WHAT IS NEEDED:
The material below holds a span beginning at the line with "Point to the red" and ending at the line with "Point to the front". Quote that span exactly, both ends included, and only that span.

EXTRACTED RECORDS:

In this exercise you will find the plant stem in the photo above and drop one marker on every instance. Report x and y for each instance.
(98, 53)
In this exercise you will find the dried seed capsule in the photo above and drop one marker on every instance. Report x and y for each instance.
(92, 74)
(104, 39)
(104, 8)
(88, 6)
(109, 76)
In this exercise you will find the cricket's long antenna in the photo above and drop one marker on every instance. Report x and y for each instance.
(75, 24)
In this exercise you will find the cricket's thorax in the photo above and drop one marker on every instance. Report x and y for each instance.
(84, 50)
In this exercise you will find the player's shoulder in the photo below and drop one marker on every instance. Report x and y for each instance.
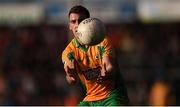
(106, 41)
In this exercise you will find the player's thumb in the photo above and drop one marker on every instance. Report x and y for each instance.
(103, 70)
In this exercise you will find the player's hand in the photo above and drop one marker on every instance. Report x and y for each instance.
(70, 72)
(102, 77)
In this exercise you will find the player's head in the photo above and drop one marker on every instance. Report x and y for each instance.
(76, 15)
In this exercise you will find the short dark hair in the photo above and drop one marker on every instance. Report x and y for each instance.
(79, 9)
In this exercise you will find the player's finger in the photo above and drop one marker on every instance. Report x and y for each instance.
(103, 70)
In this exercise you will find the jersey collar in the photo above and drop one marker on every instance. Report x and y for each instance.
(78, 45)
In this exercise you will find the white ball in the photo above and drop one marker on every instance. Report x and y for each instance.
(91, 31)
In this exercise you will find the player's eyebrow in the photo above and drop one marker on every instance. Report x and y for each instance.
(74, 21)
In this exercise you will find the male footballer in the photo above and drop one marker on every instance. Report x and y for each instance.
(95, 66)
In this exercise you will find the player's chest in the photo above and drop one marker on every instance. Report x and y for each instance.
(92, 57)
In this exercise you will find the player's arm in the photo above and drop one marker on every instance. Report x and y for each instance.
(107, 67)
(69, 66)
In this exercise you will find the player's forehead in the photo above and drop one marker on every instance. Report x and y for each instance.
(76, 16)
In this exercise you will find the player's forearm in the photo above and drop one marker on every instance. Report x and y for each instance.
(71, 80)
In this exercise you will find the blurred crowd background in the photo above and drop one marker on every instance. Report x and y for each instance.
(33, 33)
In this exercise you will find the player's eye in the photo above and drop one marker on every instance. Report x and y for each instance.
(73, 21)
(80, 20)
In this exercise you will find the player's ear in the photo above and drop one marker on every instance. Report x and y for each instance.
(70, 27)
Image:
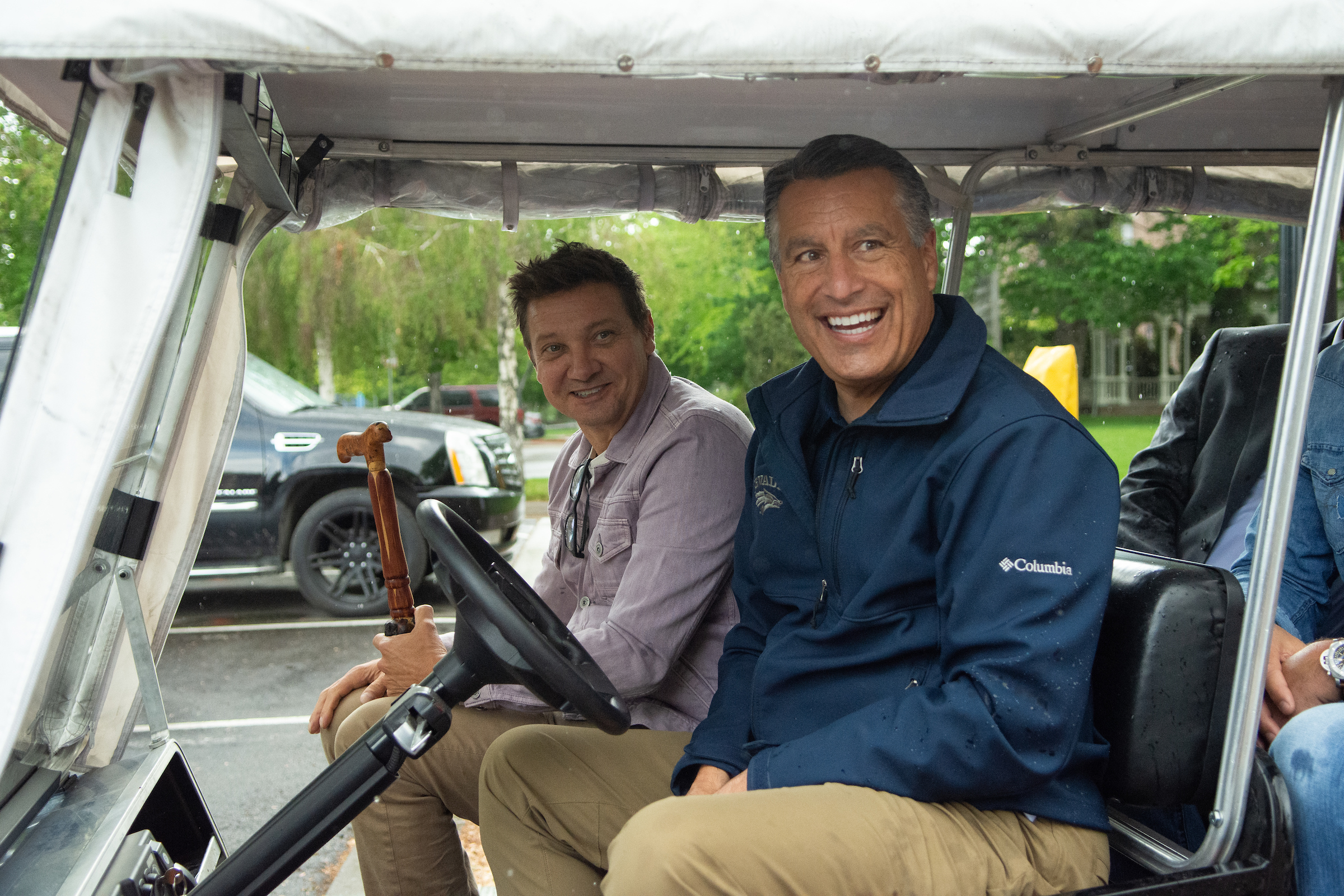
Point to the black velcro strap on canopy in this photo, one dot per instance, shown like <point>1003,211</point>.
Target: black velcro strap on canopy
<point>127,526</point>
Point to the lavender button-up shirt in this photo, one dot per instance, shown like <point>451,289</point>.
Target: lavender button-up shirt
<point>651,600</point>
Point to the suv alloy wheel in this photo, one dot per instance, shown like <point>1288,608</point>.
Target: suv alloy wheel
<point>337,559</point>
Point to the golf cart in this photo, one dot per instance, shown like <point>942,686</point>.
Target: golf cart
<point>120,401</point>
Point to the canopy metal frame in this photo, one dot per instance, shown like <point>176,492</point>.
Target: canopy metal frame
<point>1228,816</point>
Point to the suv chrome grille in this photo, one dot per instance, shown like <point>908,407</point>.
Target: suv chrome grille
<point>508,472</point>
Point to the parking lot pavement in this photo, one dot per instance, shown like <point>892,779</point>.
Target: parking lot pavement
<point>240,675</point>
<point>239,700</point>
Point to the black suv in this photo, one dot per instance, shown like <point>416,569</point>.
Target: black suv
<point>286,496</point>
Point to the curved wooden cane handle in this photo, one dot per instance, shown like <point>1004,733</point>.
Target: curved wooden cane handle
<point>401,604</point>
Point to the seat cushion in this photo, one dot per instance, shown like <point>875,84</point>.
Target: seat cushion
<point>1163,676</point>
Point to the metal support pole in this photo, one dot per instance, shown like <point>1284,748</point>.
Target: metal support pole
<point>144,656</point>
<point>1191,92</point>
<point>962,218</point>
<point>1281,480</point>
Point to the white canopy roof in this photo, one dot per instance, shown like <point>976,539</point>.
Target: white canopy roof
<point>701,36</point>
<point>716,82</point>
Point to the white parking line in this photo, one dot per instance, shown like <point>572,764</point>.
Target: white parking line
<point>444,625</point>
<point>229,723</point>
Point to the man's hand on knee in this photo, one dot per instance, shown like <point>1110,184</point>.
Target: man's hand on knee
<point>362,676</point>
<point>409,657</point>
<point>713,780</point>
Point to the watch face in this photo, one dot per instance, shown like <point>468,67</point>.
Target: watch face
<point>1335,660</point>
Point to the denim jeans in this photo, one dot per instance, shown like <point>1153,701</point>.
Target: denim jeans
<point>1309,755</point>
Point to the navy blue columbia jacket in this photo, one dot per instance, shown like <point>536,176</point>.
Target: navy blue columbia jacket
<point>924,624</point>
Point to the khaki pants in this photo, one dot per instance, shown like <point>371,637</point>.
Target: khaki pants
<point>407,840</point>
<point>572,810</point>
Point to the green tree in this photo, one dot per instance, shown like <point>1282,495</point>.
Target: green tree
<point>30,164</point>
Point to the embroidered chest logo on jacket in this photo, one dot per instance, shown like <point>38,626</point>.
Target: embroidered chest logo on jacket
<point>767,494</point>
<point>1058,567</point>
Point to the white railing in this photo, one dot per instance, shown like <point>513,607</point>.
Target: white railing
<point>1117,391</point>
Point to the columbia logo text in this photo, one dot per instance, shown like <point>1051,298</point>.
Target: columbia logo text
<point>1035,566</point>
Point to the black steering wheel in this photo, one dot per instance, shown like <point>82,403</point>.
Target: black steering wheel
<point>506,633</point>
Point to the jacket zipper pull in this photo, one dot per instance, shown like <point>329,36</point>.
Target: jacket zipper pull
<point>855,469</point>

---

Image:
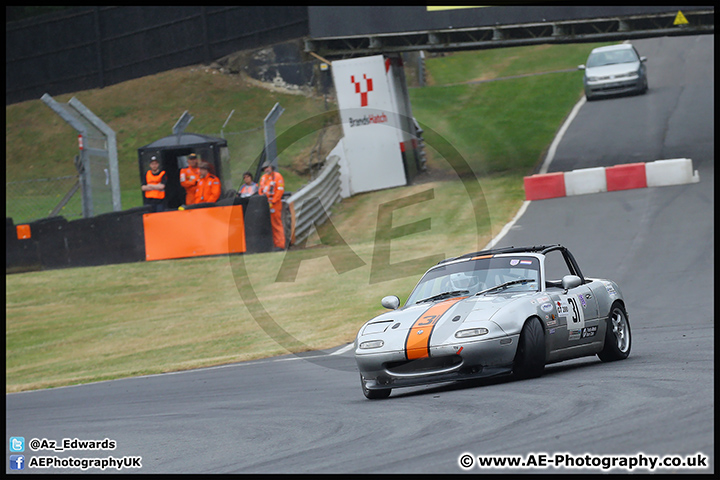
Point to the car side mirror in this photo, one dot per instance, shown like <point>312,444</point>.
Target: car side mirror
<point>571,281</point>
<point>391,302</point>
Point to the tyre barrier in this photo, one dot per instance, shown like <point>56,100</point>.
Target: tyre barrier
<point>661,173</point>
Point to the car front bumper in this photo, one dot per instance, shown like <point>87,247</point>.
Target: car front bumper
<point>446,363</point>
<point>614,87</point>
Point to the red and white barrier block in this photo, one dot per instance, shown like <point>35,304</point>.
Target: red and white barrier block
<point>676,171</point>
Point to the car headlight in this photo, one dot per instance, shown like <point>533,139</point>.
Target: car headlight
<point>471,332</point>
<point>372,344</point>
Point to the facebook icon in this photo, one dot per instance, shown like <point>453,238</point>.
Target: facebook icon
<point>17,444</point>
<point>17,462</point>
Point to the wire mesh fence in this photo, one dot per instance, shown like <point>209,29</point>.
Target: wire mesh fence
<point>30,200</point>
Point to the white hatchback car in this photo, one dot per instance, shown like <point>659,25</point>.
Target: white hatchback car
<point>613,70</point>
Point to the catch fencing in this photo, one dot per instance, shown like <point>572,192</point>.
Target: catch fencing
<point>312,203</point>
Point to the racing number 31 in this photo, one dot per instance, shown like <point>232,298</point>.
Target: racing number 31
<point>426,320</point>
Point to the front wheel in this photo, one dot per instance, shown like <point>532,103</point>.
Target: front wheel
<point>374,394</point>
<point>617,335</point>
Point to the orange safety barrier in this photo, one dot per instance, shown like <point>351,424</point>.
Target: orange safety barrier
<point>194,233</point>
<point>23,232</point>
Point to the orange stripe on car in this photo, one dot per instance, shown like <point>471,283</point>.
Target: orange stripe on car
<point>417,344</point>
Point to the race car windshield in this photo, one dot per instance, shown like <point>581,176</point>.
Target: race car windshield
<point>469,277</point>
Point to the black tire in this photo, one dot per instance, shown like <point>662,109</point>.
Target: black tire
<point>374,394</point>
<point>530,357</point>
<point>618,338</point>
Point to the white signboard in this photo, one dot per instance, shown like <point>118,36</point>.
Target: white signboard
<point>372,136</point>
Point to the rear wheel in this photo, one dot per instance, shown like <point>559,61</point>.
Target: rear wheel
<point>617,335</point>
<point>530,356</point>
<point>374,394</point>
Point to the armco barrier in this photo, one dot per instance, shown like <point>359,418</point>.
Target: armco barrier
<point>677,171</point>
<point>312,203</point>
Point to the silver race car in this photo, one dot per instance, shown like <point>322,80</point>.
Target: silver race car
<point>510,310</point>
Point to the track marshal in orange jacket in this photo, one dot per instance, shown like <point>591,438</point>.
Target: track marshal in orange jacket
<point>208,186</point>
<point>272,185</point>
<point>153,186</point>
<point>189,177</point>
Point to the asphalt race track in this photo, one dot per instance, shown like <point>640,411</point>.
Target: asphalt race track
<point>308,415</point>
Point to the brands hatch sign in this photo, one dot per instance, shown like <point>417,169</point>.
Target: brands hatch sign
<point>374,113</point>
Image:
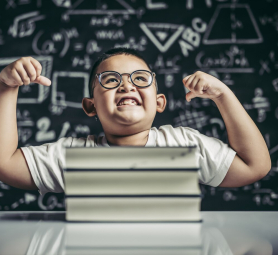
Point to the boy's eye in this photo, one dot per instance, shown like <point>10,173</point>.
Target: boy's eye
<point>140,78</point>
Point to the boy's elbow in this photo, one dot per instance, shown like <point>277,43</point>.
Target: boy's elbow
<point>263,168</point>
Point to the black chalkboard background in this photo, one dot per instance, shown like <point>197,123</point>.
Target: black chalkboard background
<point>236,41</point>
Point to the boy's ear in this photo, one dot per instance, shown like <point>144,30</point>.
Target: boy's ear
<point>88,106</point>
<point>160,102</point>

RESPONSE FOR THIS EXERCISE:
Point to the red and white barrier block in this photo, one dot per instance, shown like <point>35,304</point>.
Target: red and white barrier block
<point>676,171</point>
Point to the car headlight in this photo, one dot per instance, shown like <point>533,139</point>.
Target: car headlight
<point>471,332</point>
<point>372,344</point>
Point to the facebook icon in this photo, one dot per instance, shown like <point>453,238</point>.
Target: facebook icon
<point>17,444</point>
<point>17,462</point>
Point to the wire mesh fence in this photo, one dot per instance, shown like <point>209,29</point>.
Target: wire mesh fence
<point>30,200</point>
Point to the white hatchback car in this photo, one dot per instance, shown like <point>659,25</point>.
Target: white hatchback car
<point>613,70</point>
Point to the catch fencing in this photo, one dot per instance, shown like <point>572,192</point>.
Target: catch fencing
<point>312,203</point>
Point to the racing number 31 in this photo, one dot per instance, shown like <point>232,298</point>.
Target: racing number 31
<point>426,320</point>
Point to the front wheel in this photo, one dot per instance, shown like <point>532,103</point>.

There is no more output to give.